Please write out exactly the lines of the data below from the line holding "box: [172, 181, 180, 193]" through the line holding "0L149 5L96 0ZM201", and leave out the rest.

| Stored data entries |
* * *

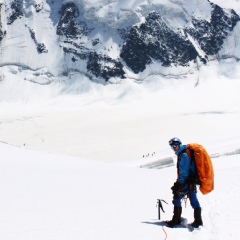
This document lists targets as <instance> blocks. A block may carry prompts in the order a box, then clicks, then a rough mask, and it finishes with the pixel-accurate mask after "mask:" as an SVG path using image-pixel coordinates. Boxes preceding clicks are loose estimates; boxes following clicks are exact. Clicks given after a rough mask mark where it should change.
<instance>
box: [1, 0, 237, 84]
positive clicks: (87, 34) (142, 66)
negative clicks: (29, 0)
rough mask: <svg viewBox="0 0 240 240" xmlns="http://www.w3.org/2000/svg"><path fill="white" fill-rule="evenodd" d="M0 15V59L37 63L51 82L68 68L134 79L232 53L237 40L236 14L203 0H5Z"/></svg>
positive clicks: (94, 73)
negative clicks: (153, 73)
mask: <svg viewBox="0 0 240 240" xmlns="http://www.w3.org/2000/svg"><path fill="white" fill-rule="evenodd" d="M131 4H132V5H131ZM130 5H131V6H130ZM123 6H124V7H123ZM190 13H191V14H190ZM173 16H174V18H173ZM0 17H1V18H0V19H1V21H0V55H1V60H0V66H1V67H3V66H7V65H11V64H12V65H16V66H25V67H26V68H28V69H32V71H33V72H34V71H35V70H37V69H42V75H44V76H45V72H44V71H46V73H48V76H49V73H51V74H50V75H51V78H52V81H54V79H55V78H59V77H65V78H69V76H70V74H71V73H72V72H79V73H81V74H84V75H86V76H88V77H89V78H90V79H92V80H94V79H95V80H96V79H97V80H98V81H100V82H104V81H109V80H110V79H125V78H127V77H128V76H129V73H130V75H132V76H134V75H135V76H136V78H141V75H142V74H144V75H151V74H152V72H146V71H148V70H146V69H147V68H148V67H149V66H151V65H152V64H153V63H154V64H155V65H157V66H158V67H159V69H160V70H159V73H161V69H162V68H163V69H164V70H163V72H164V71H165V69H170V71H171V69H172V68H174V67H178V66H183V67H185V68H186V72H187V71H188V69H189V68H191V67H192V65H196V66H197V67H199V64H200V65H201V64H207V63H208V62H209V61H210V60H211V59H218V60H219V59H221V58H231V59H235V60H236V61H238V60H239V58H240V54H238V51H237V50H238V49H239V48H240V44H238V42H237V40H235V46H233V45H234V44H233V40H229V39H231V37H232V35H233V34H234V35H235V36H234V38H235V39H237V38H239V33H238V31H235V29H236V28H238V27H239V21H240V17H239V15H238V14H237V13H236V12H235V11H234V10H233V9H223V8H221V7H220V6H218V5H216V4H214V3H212V2H210V1H207V0H206V1H201V2H200V1H198V0H194V1H190V0H187V1H181V0H171V1H170V0H169V1H167V0H166V1H164V2H163V4H157V1H154V0H153V1H142V0H139V1H104V2H102V1H94V0H92V1H84V0H75V1H67V0H63V1H58V2H56V1H53V0H52V1H51V0H42V1H38V0H32V1H29V2H28V3H26V2H22V1H19V0H6V1H5V3H4V4H3V3H2V4H1V15H0ZM226 42H229V44H231V45H230V46H229V44H227V46H226ZM224 44H225V45H224ZM139 74H140V75H139ZM32 75H34V74H32ZM138 75H139V77H137V76H138ZM33 77H34V76H32V78H33ZM31 80H32V79H31ZM47 82H48V81H47ZM50 82H51V81H50Z"/></svg>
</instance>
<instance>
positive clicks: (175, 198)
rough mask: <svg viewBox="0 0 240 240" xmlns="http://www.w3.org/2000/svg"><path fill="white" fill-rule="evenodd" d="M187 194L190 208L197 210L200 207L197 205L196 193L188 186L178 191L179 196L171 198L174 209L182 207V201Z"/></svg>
mask: <svg viewBox="0 0 240 240" xmlns="http://www.w3.org/2000/svg"><path fill="white" fill-rule="evenodd" d="M187 194H189V199H190V203H191V206H192V208H194V209H195V208H199V207H200V204H199V201H198V199H197V193H196V191H195V190H192V189H191V188H190V187H189V185H188V184H186V185H184V186H183V187H182V189H181V190H180V192H179V194H178V195H174V197H173V201H172V203H173V205H174V206H175V207H181V206H182V199H183V198H184V197H185V196H186V195H187Z"/></svg>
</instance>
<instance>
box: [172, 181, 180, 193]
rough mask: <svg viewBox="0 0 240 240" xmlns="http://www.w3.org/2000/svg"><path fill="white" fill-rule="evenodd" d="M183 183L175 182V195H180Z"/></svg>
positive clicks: (174, 191)
mask: <svg viewBox="0 0 240 240" xmlns="http://www.w3.org/2000/svg"><path fill="white" fill-rule="evenodd" d="M181 186H182V183H179V182H175V183H174V184H173V186H172V187H171V189H172V193H173V195H178V192H179V190H180V189H181Z"/></svg>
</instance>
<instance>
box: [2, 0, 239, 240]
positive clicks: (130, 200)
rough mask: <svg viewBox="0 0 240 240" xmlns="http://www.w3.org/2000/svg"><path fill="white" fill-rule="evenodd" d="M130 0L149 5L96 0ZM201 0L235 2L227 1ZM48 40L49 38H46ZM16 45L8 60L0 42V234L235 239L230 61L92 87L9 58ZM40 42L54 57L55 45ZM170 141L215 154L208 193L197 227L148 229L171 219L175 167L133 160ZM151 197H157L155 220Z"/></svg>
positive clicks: (37, 1) (58, 235) (213, 62)
mask: <svg viewBox="0 0 240 240" xmlns="http://www.w3.org/2000/svg"><path fill="white" fill-rule="evenodd" d="M32 2H38V1H32ZM75 2H78V3H80V2H81V1H75ZM82 2H84V3H86V7H88V6H89V7H90V6H92V5H95V6H96V7H98V6H100V5H101V2H102V4H103V1H82ZM139 2H141V3H142V4H143V5H144V4H151V3H152V4H155V2H157V1H140V0H139V1H106V3H109V4H110V3H111V4H112V5H111V6H112V8H114V7H116V4H119V5H121V4H122V5H121V7H123V3H125V4H126V7H128V8H129V9H130V8H134V6H135V5H134V4H136V5H137V3H139ZM164 2H169V6H170V4H173V5H176V4H180V5H181V4H182V3H183V2H184V1H180V0H178V1H175V0H172V1H170V0H169V1H167V0H166V1H164ZM189 2H190V1H189ZM195 2H197V1H195ZM199 2H200V1H199ZM213 2H214V3H217V4H219V5H220V6H222V7H228V8H229V7H231V8H234V9H235V10H239V9H240V7H239V6H240V2H239V1H234V0H232V1H230V0H229V1H220V0H219V1H216V0H215V1H213ZM226 2H228V3H229V4H228V5H227V4H226ZM230 3H231V4H230ZM87 4H89V5H87ZM91 4H92V5H91ZM114 4H115V5H114ZM201 6H203V5H201ZM102 7H103V5H101V8H102ZM116 9H117V7H116ZM189 9H190V7H189ZM238 12H240V11H238ZM100 13H101V14H104V13H105V12H104V11H102V12H99V14H100ZM205 13H206V12H205ZM44 17H46V16H45V15H44V14H43V18H44ZM30 23H31V24H33V25H34V24H37V23H35V22H31V21H30V20H29V24H30ZM41 26H42V25H41ZM15 27H16V26H15ZM238 28H239V27H238ZM19 31H20V32H21V31H27V30H26V29H19ZM24 34H25V33H24V32H23V37H24V36H25V35H24ZM50 38H52V39H51V41H49V43H50V42H51V44H53V45H54V41H56V39H55V36H50V37H49V39H50ZM11 39H12V41H13V43H12V44H13V45H12V46H13V47H16V48H15V50H16V51H17V50H19V49H18V46H19V43H16V42H14V41H15V40H16V39H15V38H14V35H12V36H11ZM27 43H28V42H27V40H26V41H25V39H23V45H21V44H20V48H21V51H22V52H20V53H19V54H17V52H16V55H15V56H14V54H13V53H14V51H13V50H10V48H9V49H8V47H7V48H5V49H4V51H6V52H8V51H9V52H8V54H6V55H4V56H5V57H7V58H8V61H9V64H4V65H1V71H0V153H1V157H0V239H1V240H79V239H84V240H93V239H97V240H112V239H114V240H118V239H121V240H133V239H137V240H146V239H167V240H170V239H174V240H175V239H177V240H181V239H182V240H188V239H189V240H190V239H191V240H192V239H196V240H198V239H199V240H202V239H206V240H208V239H209V240H210V239H211V240H215V239H217V240H221V239H223V240H225V239H238V226H239V223H240V220H239V217H238V212H239V211H240V206H239V201H240V161H239V158H240V154H230V153H234V152H235V153H237V152H238V153H239V149H240V124H239V122H240V94H239V89H240V80H239V78H240V70H239V69H240V68H239V62H237V61H236V60H234V58H233V59H226V60H221V61H219V62H217V61H209V62H208V63H207V64H206V65H203V66H200V65H199V66H198V68H197V69H195V68H194V67H192V66H190V67H189V68H188V69H187V70H186V68H180V67H179V68H174V67H173V68H171V69H170V70H169V69H161V70H160V71H159V69H158V68H159V66H157V65H154V64H153V65H151V66H149V67H148V68H147V69H146V71H145V73H144V74H145V75H143V76H140V79H144V80H143V81H139V80H136V81H135V80H133V77H136V76H129V78H127V79H126V80H119V79H111V81H110V82H113V83H115V84H105V85H103V84H99V83H97V82H92V81H89V79H88V78H87V77H86V76H84V75H82V74H79V73H73V74H72V75H71V76H70V79H68V81H66V79H64V78H54V79H53V77H52V74H51V73H50V72H49V71H50V70H49V69H48V67H46V66H45V65H44V64H43V63H44V61H47V60H46V59H44V56H43V59H41V60H40V61H37V60H36V59H35V57H34V55H32V56H30V57H29V58H27V59H22V58H21V54H23V55H24V54H26V53H25V52H24V51H25V50H24V49H25V48H24V46H26V44H27ZM228 43H229V44H228ZM228 43H226V47H225V48H224V49H223V51H227V50H228V51H230V52H231V51H233V48H231V47H230V46H232V45H231V44H232V43H234V44H236V39H234V36H232V38H230V39H229V40H228ZM21 46H22V47H21ZM227 46H228V47H227ZM1 50H2V49H1ZM52 50H53V51H54V52H53V53H52V56H53V58H52V59H49V61H52V62H54V61H53V60H54V57H56V56H58V52H59V50H58V49H57V48H52ZM31 59H32V60H31ZM5 60H6V59H5ZM5 60H4V61H5ZM35 60H36V61H35ZM5 63H6V62H5ZM29 63H30V64H31V66H32V67H31V68H28V67H26V66H28V64H29ZM24 64H25V65H24ZM55 64H56V66H53V65H52V64H51V62H50V63H49V65H51V72H58V68H61V65H59V64H58V63H55ZM24 66H25V67H24ZM158 71H159V72H158ZM149 73H151V74H149ZM153 73H154V74H153ZM130 77H132V78H130ZM172 137H179V138H180V139H181V140H182V141H183V143H190V142H197V143H200V144H202V145H203V146H204V147H205V148H206V149H207V151H208V152H209V154H211V155H215V156H219V157H217V158H212V160H213V165H214V169H215V190H214V191H213V192H212V193H210V194H208V195H204V196H203V195H202V194H201V193H200V192H199V193H198V197H199V201H200V203H201V206H202V210H203V211H202V217H203V223H204V226H203V227H202V228H201V229H200V230H195V231H193V232H189V231H188V229H187V228H175V229H170V228H166V227H162V226H161V225H160V222H161V221H163V220H170V219H171V217H172V210H173V206H172V204H171V200H172V195H171V190H170V187H171V186H172V184H173V182H175V180H176V166H171V167H168V168H163V169H146V168H140V166H141V165H142V164H146V163H151V162H153V161H156V160H159V159H162V158H165V157H174V160H176V158H175V156H174V154H173V152H172V150H171V149H170V148H169V146H168V141H169V139H170V138H172ZM236 150H238V151H236ZM153 153H155V154H153ZM148 154H149V155H150V156H149V157H143V155H144V156H146V155H148ZM152 154H153V155H152ZM175 164H176V163H175ZM159 198H160V199H164V200H165V201H166V202H168V204H163V207H164V209H165V213H161V220H158V213H157V207H156V203H157V199H159ZM183 207H184V208H183V214H182V217H183V221H185V222H186V221H187V222H188V223H190V222H192V221H193V210H192V208H191V206H190V202H189V200H188V201H187V206H186V208H185V206H184V203H183Z"/></svg>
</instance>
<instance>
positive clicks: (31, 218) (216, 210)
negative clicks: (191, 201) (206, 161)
mask: <svg viewBox="0 0 240 240" xmlns="http://www.w3.org/2000/svg"><path fill="white" fill-rule="evenodd" d="M0 152H1V156H2V157H1V159H0V182H1V184H0V191H1V197H0V210H1V218H0V226H1V228H0V235H1V239H3V240H32V239H35V240H50V239H51V240H52V239H54V240H55V239H56V240H75V239H76V240H77V239H85V240H88V239H89V240H90V239H98V240H101V239H104V240H106V239H116V240H118V239H126V240H128V239H129V240H132V239H139V240H145V239H179V240H181V239H182V240H186V239H199V240H200V239H209V240H210V239H219V240H221V239H230V238H231V239H237V236H238V226H239V218H238V214H237V213H238V211H239V210H240V209H239V204H238V202H239V201H240V191H239V189H240V174H239V170H240V166H239V158H240V155H239V154H238V155H233V156H225V157H219V158H214V159H213V164H214V168H215V191H214V192H212V193H211V194H209V195H206V196H203V195H201V193H200V192H199V193H198V195H199V200H200V202H201V204H202V208H203V221H204V227H203V228H201V229H200V230H196V231H194V232H189V231H188V230H187V229H186V228H177V229H169V228H166V227H163V228H162V226H161V225H160V221H159V220H158V213H157V207H156V202H157V198H162V199H164V200H165V201H167V202H168V203H169V204H168V205H167V204H164V209H165V213H161V220H167V219H170V218H171V216H172V205H171V192H170V186H171V184H172V183H173V181H174V180H175V177H176V175H175V174H176V172H175V171H176V168H175V167H170V168H165V169H162V170H149V169H140V168H130V167H126V166H125V167H123V166H119V165H117V166H116V165H111V164H110V165H109V164H103V163H99V162H92V161H89V160H84V159H80V158H73V157H69V156H64V155H53V154H48V153H43V152H38V151H32V150H27V149H25V148H19V147H13V146H9V145H6V144H2V143H1V144H0ZM182 217H183V218H184V219H185V221H186V219H187V221H188V222H191V221H193V211H192V209H191V207H190V203H189V201H188V202H187V207H186V208H183V215H182ZM184 219H183V220H184ZM164 231H165V232H166V234H167V235H166V234H165V232H164Z"/></svg>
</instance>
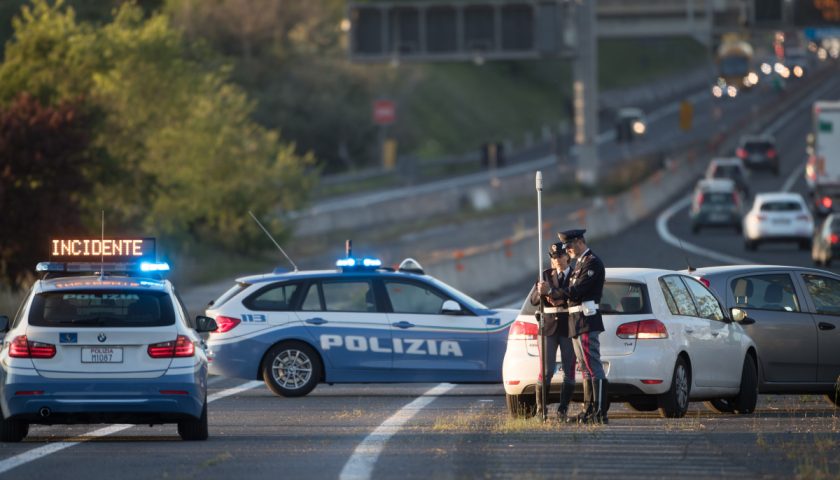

* * *

| Written solution |
box: [172, 181, 180, 193]
rough mask: <svg viewBox="0 0 240 240" xmlns="http://www.w3.org/2000/svg"><path fill="white" fill-rule="evenodd" d="M183 183L175 182V195H180Z"/></svg>
positive clicks: (174, 191)
mask: <svg viewBox="0 0 240 240" xmlns="http://www.w3.org/2000/svg"><path fill="white" fill-rule="evenodd" d="M181 186H182V183H179V182H175V183H174V184H173V186H172V187H171V189H172V193H173V195H178V192H179V190H180V189H181Z"/></svg>
</instance>
<instance>
box: [2, 0, 239, 240]
positive clicks: (130, 200)
rough mask: <svg viewBox="0 0 240 240" xmlns="http://www.w3.org/2000/svg"><path fill="white" fill-rule="evenodd" d="M130 0L149 5L96 0ZM201 0L235 2L227 1ZM48 40L49 38H46ZM16 45L8 60L0 42V234L235 239L230 61L92 87L9 58ZM40 42L54 57L55 45ZM170 141L215 154L208 193L197 227L148 229L171 219L175 167L133 160ZM151 197H157L155 220Z"/></svg>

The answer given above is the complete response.